-- start Entries supplied --

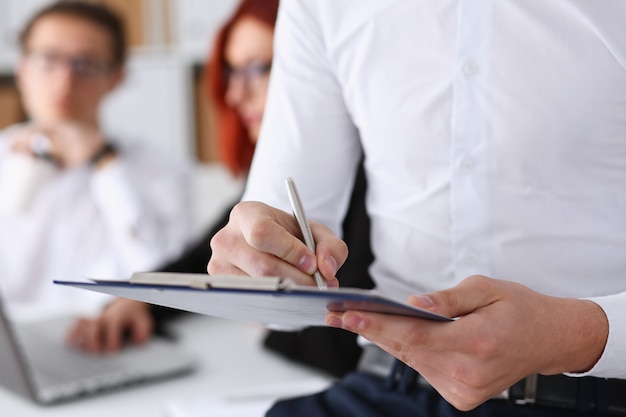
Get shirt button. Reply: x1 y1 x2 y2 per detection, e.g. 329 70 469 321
463 61 478 75
461 158 476 171
464 250 478 264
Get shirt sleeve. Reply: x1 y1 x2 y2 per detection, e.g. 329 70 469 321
566 292 626 379
243 1 361 236
91 143 191 273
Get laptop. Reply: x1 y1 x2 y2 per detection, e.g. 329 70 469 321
0 290 197 404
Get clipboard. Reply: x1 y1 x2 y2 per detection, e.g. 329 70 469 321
54 272 452 328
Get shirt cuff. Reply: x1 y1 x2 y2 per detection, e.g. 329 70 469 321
565 292 626 379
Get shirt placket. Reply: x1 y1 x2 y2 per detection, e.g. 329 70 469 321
450 0 493 281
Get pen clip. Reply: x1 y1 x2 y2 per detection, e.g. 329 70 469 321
285 177 328 290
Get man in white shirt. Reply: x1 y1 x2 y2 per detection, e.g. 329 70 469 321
208 0 626 416
0 2 189 316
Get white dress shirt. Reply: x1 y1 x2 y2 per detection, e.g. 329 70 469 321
244 0 626 378
0 127 190 311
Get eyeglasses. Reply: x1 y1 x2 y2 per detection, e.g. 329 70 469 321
225 62 272 91
24 51 113 79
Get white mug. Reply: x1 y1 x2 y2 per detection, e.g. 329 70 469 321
0 152 55 215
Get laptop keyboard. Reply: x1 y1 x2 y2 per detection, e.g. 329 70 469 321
13 318 141 386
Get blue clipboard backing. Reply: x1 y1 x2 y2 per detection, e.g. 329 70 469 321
54 280 451 327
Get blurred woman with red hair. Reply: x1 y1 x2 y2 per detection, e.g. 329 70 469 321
68 0 373 376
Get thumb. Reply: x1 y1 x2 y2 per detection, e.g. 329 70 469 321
408 275 502 318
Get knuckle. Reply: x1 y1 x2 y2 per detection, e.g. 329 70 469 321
246 221 272 249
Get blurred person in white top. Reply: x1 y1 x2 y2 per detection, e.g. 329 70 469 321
0 2 189 311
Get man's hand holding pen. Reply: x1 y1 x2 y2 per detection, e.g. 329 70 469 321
207 201 348 287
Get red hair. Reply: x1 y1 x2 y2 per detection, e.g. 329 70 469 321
204 0 278 175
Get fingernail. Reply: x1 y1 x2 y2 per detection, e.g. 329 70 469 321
343 315 365 331
298 255 315 274
326 256 339 275
326 316 343 329
415 295 435 307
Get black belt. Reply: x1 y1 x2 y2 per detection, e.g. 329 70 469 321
358 345 626 416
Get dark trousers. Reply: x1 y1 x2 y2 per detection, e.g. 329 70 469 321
266 368 608 417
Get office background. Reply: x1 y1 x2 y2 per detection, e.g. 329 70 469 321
0 0 241 234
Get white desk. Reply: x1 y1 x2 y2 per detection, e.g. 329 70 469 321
0 315 330 417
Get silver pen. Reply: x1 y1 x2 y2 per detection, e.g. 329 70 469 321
285 177 328 290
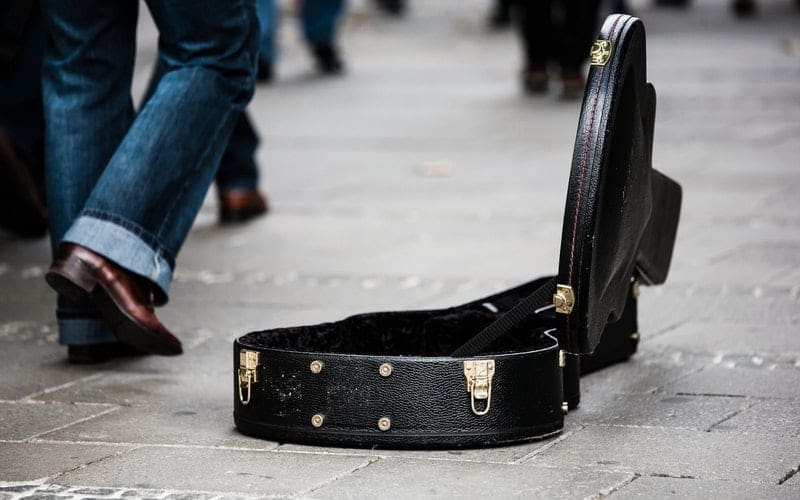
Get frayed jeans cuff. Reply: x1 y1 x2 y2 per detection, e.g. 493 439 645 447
62 215 172 305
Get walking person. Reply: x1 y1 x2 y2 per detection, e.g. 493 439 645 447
514 0 599 99
256 0 345 82
42 0 258 362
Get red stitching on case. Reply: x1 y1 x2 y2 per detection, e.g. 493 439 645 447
566 16 623 352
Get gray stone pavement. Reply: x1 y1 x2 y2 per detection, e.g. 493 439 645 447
0 0 800 500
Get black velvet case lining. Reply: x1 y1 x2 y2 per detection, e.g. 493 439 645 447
239 277 555 356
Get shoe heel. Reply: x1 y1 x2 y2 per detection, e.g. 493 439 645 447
635 169 683 285
45 255 97 300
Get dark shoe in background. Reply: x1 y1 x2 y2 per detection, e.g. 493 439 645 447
375 0 406 16
67 342 146 365
45 243 183 356
486 0 511 31
561 70 586 101
218 189 269 224
522 68 548 94
312 45 344 75
0 131 47 238
256 61 275 83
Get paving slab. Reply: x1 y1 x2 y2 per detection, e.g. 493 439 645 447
309 458 633 498
711 398 800 438
0 442 132 481
58 447 372 496
569 394 753 430
0 401 117 441
526 426 800 485
642 322 800 356
664 362 800 399
609 477 800 500
39 398 278 450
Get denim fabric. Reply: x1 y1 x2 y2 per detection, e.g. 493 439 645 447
144 55 259 190
215 111 259 191
42 0 258 343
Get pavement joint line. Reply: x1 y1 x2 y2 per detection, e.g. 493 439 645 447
25 406 120 441
19 373 105 401
589 472 640 499
268 448 525 466
292 457 381 498
706 401 757 432
47 447 144 482
0 399 119 407
511 425 586 465
778 465 800 485
19 438 282 456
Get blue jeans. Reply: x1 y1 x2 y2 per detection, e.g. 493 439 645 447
256 0 345 64
216 0 345 191
42 0 258 345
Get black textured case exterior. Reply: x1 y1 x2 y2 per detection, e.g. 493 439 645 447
234 15 681 448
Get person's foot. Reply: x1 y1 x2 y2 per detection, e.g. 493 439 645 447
67 342 146 365
312 45 344 75
522 68 548 94
731 0 756 17
375 0 406 16
0 130 47 238
256 61 275 83
45 243 183 356
486 1 511 31
561 70 586 100
218 189 269 223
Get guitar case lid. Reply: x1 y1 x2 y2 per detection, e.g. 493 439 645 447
553 15 681 354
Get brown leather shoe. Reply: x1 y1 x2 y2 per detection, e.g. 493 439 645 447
219 189 269 223
45 243 183 356
67 342 146 365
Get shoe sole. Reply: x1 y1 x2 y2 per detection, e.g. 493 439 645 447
45 254 183 356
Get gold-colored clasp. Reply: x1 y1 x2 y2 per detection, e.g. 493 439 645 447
553 285 575 314
239 349 259 405
589 40 611 66
464 359 494 416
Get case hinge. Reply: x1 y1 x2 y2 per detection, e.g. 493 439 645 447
239 349 260 405
553 285 575 314
464 359 494 416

-- end Entries supplied --

**Given instruction**
Print every line of the records above verbatim, from the first line through the last, leaving out the pictures.

**Output below**
Get shirt button. Reply: x1 y1 x2 y2 per detection, e.g. 329 70 469 321
463 61 478 75
461 158 476 171
464 250 478 264
Get shirt sleeve. Reply: x1 y1 x2 y2 per detection, e.g. 329 70 469 321
566 292 626 379
243 1 361 236
91 143 191 273
Get laptop. Reply: x1 y1 x2 y2 per detection, e.g. 329 70 469 321
0 290 197 404
Get clipboard. Reply: x1 y1 x2 y2 per detection, e.g. 329 70 469 321
54 272 452 328
Get shirt cuff. Reply: x1 y1 x2 y2 per detection, e.g. 329 70 469 321
565 292 626 379
Get shirt placket. Reply: x1 y1 x2 y2 per detection, e.g. 329 70 469 321
450 0 493 281
Get pen clip. Reply: x1 y1 x2 y2 per detection, e.g. 329 70 469 321
285 177 328 290
Get man in white shirt. Reply: x1 y1 x2 y2 per detection, e.g. 329 70 469 321
208 0 626 416
0 2 189 316
Get white dress shirt. Reply: x1 y1 x2 y2 per detection, e.g. 329 70 469 321
244 0 626 378
0 127 190 311
Get eyeglasses. Reply: x1 y1 x2 y2 per detection, e.g. 329 70 469 321
225 62 272 91
24 51 113 79
Get white mug. Reply: x1 y1 x2 y2 per detection, e.g. 329 70 469 321
0 152 55 215
Get laptop keyboard. Reply: x1 y1 x2 y2 per detection, e.g. 329 70 469 321
13 318 141 386
Get blue clipboard backing. Reply: x1 y1 x2 y2 per detection, e.g. 329 70 469 321
54 280 451 327
Get blurred woman with red hair. Reply: x1 y1 x2 y2 per detection, e.g. 329 70 469 321
68 0 373 376
Get thumb. Reply: x1 y1 x2 y2 per detection, e.g. 329 70 469 321
408 275 502 318
Get knuckle. Reply: x1 y1 x2 y2 per detection, e.g. 329 70 469 321
246 221 272 249
Get blurred person in white top. Reply: x1 y1 x2 y2 per detection, e.g. 329 70 469 321
0 2 189 311
Get man's hand holding pen. Reply: x1 y1 x2 y2 per detection, e.g. 329 70 469 321
207 201 348 287
Get red hair. Reply: x1 y1 x2 y2 per detection, e.g. 329 70 469 321
204 0 278 175
Get fingernail. Reply: x1 y1 x2 y2 per detection, e.g. 329 70 469 321
343 315 365 331
298 255 315 274
326 256 339 275
326 316 343 329
415 295 435 307
Get black belt. Reply: x1 y1 x2 y2 per detection, e.g. 329 70 469 321
358 345 626 416
Get dark trousers. Reply: x1 y1 x2 y2 per detection, e.g. 329 70 469 321
266 368 608 417
Get office background. Reply: x1 y1 x2 y2 per detection, e.g. 329 70 469 321
0 0 241 234
Get white desk. Reply: x1 y1 x2 y2 per detection, e.g. 329 70 469 321
0 315 330 417
Get silver pen. Reply: x1 y1 x2 y2 per detection, e.g. 329 70 469 321
285 177 328 290
Get frayed jeans cuff. Reply: x1 y1 x2 y2 per detection, e.g. 493 439 645 447
62 215 172 305
Get walking person. Reply: x1 y1 x2 y2 per detection, e.g. 493 439 645 447
514 0 599 99
256 0 345 82
42 0 258 362
Get red stitching on case. Reply: x1 y1 x2 y2 per detection, e.g. 493 439 645 447
566 16 623 352
Get gray stone pavement. Reply: x1 y1 x2 y2 per detection, e.g. 493 439 645 447
0 0 800 500
Get black velvet case lining. Reply: x1 y1 x2 y2 per detection, e.g. 493 439 645 447
239 277 555 356
Get shoe heel. Reply: x1 y1 x2 y2 per detection, e.g. 493 439 645 447
635 169 683 285
45 255 97 300
Get dark shoe in background. Reply: x1 y1 x2 y2 per detection, e.g. 493 439 645 447
375 0 406 16
67 342 146 365
45 243 183 356
486 0 511 31
561 70 586 101
218 189 269 224
522 68 548 94
312 45 344 75
0 131 47 238
256 61 275 83
Get paving slab. Reply: x1 y1 x2 y2 per detection, e.g. 493 439 645 447
309 458 633 498
711 398 800 438
0 442 132 481
58 447 372 496
569 394 753 430
0 401 117 441
526 426 800 485
642 322 800 356
664 362 800 399
609 477 800 500
39 398 278 450
Get denim fabric. Reply: x1 y1 x2 y2 per detection, e.g. 493 439 645 447
144 55 259 190
215 111 259 191
42 0 258 343
Get pavement joint line. Reply: x1 y1 x2 y2 per detection, e.g. 493 439 645 447
25 406 120 441
19 373 105 401
589 472 640 499
268 448 525 466
292 457 381 498
706 401 757 432
47 447 144 482
0 399 119 407
511 425 586 465
778 465 800 485
19 438 282 456
Get blue jeans. Reply: x1 y1 x2 y2 per detection, e.g. 493 439 645 447
256 0 345 64
216 0 345 191
42 0 258 345
Get black textured case exterior. Reply: x1 y1 x2 y2 per detection, e.g. 493 439 645 447
234 15 681 448
Get person's foot. Reply: x1 y1 x2 y2 per detection, e.g. 493 439 645 447
67 342 146 365
312 45 344 75
522 68 548 94
731 0 756 17
375 0 406 16
0 130 47 238
256 61 275 83
45 243 183 356
486 1 511 31
561 70 586 100
218 189 269 223
Get guitar case lid. Reply: x1 y1 x2 y2 per detection, e.g. 493 439 645 447
553 15 681 354
Get brown leather shoe. Reply: x1 y1 x2 y2 per detection, e.g. 493 439 645 447
219 189 269 223
45 243 183 356
67 342 146 365
Get shoe sole. Reply: x1 y1 x2 y2 per detection, e.g. 493 439 645 447
45 254 183 356
Get gold-colored clasp. Reply: x1 y1 x2 y2 per detection, e.g. 493 439 645 447
553 285 575 314
239 349 259 405
589 40 611 66
464 359 494 416
Get case hinge. Reply: x1 y1 x2 y2 per detection, e.g. 493 439 645 447
239 349 260 405
553 285 575 314
464 359 494 416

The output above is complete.